BEGIN
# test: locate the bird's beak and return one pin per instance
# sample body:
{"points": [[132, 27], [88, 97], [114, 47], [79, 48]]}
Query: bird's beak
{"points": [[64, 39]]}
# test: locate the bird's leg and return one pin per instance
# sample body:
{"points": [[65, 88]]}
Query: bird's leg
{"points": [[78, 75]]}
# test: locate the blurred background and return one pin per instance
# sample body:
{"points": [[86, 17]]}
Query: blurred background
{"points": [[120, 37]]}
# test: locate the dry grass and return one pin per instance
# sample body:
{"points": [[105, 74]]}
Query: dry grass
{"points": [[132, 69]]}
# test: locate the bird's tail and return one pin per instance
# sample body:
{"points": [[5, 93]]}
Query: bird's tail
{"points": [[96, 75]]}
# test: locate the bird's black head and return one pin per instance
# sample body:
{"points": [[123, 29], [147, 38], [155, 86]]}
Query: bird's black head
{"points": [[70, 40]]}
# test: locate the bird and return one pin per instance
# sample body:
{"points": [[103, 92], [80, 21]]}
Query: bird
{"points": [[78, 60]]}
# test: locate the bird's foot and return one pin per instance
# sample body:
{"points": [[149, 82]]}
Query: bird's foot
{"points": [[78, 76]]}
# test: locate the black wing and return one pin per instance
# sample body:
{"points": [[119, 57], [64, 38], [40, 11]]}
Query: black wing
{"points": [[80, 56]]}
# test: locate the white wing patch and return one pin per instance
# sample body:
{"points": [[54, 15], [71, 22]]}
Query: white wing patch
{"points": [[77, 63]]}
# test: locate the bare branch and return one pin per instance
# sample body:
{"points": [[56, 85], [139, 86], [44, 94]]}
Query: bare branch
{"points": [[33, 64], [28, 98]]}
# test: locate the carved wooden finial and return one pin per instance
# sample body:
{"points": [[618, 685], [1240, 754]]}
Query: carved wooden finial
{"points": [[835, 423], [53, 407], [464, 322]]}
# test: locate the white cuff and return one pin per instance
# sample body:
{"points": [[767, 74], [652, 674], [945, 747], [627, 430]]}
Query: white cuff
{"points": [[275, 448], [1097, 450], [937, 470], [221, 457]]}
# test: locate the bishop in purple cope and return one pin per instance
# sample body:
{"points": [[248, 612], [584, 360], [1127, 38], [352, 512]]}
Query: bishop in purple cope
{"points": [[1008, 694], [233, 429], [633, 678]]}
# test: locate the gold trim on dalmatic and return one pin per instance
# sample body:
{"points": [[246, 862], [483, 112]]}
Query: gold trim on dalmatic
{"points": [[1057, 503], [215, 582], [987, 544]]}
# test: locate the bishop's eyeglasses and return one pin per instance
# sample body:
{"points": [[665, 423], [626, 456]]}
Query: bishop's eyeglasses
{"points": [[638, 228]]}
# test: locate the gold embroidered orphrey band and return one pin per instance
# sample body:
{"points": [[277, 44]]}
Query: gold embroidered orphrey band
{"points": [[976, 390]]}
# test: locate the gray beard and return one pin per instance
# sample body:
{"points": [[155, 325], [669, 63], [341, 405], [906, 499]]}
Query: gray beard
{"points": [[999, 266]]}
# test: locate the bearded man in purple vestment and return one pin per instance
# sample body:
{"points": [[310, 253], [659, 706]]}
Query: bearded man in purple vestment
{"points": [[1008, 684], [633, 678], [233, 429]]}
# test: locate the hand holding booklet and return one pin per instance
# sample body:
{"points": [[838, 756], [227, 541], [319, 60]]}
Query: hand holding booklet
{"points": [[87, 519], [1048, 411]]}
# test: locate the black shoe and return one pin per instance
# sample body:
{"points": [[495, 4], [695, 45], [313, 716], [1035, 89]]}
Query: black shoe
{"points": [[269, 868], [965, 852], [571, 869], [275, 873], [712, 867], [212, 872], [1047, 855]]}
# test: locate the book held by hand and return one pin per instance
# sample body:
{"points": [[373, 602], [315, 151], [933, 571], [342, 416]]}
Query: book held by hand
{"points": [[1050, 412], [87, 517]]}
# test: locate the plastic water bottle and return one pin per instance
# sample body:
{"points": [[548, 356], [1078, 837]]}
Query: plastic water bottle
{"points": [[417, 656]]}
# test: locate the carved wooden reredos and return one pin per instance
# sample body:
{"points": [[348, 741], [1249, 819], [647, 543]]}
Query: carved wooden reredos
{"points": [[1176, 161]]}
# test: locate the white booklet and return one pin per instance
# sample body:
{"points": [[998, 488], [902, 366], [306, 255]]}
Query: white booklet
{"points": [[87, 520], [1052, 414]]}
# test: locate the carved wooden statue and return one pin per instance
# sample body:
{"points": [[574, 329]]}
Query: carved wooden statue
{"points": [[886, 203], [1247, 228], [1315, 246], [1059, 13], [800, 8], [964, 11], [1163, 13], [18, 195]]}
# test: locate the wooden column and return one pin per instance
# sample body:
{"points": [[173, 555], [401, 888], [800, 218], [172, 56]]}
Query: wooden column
END
Goal of the exercise
Whenever the string "column" shows up on a line of the listing, copy that line.

Answer for this exercise
# test: locate the wooden column and return one pin per instance
Query: wooden column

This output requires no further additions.